> **Directive**
Copy verbatim the rows below, starting with the line that contains "snow-covered ground. Write your answer below." and ending with the line that contains "[149,253,198,365]", including both.

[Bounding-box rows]
══════════════════════════════
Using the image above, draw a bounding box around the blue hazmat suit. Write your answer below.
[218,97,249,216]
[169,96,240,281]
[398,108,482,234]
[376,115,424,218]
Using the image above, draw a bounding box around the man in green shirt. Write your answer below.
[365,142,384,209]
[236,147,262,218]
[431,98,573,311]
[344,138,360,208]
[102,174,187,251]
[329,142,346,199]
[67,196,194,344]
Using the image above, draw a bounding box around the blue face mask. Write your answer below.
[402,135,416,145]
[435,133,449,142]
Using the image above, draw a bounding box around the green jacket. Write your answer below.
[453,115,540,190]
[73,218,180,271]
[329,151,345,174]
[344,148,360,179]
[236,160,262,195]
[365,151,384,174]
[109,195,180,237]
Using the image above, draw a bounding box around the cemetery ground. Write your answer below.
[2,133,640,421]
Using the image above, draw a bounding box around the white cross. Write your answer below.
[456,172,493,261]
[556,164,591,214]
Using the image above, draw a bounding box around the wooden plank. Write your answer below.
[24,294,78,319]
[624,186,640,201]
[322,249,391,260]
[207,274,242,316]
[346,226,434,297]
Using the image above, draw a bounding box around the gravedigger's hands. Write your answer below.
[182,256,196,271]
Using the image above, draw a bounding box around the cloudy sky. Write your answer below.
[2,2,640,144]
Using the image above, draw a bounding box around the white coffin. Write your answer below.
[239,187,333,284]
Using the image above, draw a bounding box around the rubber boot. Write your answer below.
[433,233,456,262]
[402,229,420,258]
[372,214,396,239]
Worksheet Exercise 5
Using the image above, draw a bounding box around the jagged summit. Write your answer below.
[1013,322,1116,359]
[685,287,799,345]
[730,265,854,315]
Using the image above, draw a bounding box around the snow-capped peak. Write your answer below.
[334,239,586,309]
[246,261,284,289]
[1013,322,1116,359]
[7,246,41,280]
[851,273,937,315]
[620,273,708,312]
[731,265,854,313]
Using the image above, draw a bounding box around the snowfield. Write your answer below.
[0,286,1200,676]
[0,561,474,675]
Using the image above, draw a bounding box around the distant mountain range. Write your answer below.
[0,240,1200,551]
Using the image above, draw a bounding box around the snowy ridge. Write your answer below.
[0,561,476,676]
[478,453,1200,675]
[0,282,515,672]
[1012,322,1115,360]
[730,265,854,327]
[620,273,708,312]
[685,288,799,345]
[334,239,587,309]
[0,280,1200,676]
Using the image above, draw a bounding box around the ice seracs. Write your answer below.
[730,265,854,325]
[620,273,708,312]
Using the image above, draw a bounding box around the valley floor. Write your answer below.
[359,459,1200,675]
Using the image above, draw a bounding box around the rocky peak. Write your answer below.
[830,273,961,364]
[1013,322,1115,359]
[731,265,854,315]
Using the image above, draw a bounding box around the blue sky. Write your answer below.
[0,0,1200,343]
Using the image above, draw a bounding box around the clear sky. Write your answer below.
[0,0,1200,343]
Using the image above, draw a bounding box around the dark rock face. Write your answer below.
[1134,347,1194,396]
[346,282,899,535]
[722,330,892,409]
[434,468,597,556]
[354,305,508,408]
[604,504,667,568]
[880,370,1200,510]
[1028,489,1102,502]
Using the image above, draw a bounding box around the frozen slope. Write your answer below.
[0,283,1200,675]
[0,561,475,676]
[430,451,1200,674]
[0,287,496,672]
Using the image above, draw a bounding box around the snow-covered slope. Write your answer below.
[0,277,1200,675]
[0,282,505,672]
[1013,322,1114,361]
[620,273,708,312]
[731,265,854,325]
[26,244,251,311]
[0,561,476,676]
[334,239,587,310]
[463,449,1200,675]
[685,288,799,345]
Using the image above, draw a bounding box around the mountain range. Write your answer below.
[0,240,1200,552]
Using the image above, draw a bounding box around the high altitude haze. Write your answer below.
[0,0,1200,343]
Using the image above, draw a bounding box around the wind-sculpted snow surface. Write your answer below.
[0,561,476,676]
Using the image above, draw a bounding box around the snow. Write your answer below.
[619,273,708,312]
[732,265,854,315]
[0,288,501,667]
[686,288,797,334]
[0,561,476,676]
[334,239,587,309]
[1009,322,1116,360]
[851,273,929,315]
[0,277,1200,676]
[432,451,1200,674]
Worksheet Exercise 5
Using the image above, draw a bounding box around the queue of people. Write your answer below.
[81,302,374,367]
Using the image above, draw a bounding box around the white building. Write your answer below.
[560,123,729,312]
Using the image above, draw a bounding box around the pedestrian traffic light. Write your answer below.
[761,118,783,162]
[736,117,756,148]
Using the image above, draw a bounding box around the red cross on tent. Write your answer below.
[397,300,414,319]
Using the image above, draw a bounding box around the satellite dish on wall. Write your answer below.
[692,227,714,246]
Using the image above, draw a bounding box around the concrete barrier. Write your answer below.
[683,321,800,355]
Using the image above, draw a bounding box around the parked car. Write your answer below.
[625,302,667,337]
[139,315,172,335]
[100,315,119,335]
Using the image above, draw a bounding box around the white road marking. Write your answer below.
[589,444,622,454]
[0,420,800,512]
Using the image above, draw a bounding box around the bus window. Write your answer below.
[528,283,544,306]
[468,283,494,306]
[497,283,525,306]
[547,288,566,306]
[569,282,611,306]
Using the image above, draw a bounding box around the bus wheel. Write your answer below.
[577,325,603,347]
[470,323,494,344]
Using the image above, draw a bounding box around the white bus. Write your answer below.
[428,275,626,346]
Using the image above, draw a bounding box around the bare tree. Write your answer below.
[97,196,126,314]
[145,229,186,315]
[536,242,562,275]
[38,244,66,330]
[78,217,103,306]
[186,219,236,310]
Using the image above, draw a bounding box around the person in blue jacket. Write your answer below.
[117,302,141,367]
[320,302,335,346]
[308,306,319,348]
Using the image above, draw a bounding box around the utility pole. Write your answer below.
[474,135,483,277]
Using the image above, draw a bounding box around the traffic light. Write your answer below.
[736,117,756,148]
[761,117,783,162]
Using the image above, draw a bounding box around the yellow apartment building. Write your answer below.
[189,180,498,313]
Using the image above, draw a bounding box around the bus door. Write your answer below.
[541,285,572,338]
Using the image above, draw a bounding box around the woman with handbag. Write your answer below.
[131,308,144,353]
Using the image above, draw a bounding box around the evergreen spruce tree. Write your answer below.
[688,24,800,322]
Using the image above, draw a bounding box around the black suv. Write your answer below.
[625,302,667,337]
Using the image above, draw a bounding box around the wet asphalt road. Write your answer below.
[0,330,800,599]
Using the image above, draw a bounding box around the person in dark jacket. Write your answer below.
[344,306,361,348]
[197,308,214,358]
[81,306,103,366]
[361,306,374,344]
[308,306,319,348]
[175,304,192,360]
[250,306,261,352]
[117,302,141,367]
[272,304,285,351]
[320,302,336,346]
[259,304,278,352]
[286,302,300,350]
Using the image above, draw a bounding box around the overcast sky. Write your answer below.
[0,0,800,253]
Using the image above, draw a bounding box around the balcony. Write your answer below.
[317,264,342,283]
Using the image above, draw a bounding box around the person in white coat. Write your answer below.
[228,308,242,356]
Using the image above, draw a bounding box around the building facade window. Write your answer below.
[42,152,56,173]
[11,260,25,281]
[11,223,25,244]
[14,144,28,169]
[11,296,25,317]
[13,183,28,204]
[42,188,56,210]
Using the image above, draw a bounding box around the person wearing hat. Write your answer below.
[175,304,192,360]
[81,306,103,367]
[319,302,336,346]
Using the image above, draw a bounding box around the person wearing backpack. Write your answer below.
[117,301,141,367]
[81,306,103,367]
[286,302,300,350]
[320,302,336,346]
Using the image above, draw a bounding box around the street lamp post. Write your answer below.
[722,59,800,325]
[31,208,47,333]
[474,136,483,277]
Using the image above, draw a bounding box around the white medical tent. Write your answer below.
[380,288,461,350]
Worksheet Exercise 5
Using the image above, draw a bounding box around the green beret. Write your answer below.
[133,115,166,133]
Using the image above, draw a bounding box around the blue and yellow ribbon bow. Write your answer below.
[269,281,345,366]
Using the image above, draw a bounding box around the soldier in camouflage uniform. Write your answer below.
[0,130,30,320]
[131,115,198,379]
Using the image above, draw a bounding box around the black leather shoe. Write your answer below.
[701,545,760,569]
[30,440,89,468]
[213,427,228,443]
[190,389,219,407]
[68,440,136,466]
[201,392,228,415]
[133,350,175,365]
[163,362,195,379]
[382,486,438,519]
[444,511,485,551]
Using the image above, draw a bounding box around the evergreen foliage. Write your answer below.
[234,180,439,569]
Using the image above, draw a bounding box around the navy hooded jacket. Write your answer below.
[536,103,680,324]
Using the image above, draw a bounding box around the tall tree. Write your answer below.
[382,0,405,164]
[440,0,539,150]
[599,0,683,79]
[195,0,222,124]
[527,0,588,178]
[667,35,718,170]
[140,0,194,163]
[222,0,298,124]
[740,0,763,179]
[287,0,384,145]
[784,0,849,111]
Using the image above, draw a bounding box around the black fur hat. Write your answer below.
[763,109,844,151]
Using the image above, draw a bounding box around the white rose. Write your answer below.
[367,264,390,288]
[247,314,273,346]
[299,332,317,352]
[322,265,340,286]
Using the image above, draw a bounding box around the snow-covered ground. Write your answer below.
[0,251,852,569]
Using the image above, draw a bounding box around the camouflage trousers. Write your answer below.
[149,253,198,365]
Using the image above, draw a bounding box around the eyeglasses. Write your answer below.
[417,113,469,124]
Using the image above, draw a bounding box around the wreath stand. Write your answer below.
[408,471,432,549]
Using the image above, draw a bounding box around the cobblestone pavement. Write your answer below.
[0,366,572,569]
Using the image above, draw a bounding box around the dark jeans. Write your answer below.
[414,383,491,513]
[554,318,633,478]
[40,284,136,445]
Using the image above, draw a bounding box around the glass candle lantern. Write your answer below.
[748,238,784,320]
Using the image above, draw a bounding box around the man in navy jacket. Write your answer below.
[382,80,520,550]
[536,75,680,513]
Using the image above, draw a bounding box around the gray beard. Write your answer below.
══════════════════════════════
> **Correct output**
Using the image above, draw a bounding box around the snow-covered ground. Write your answer below.
[0,251,852,569]
Using the image above, draw a bounding box around the camouflage trousers. Write your answer below.
[149,253,198,365]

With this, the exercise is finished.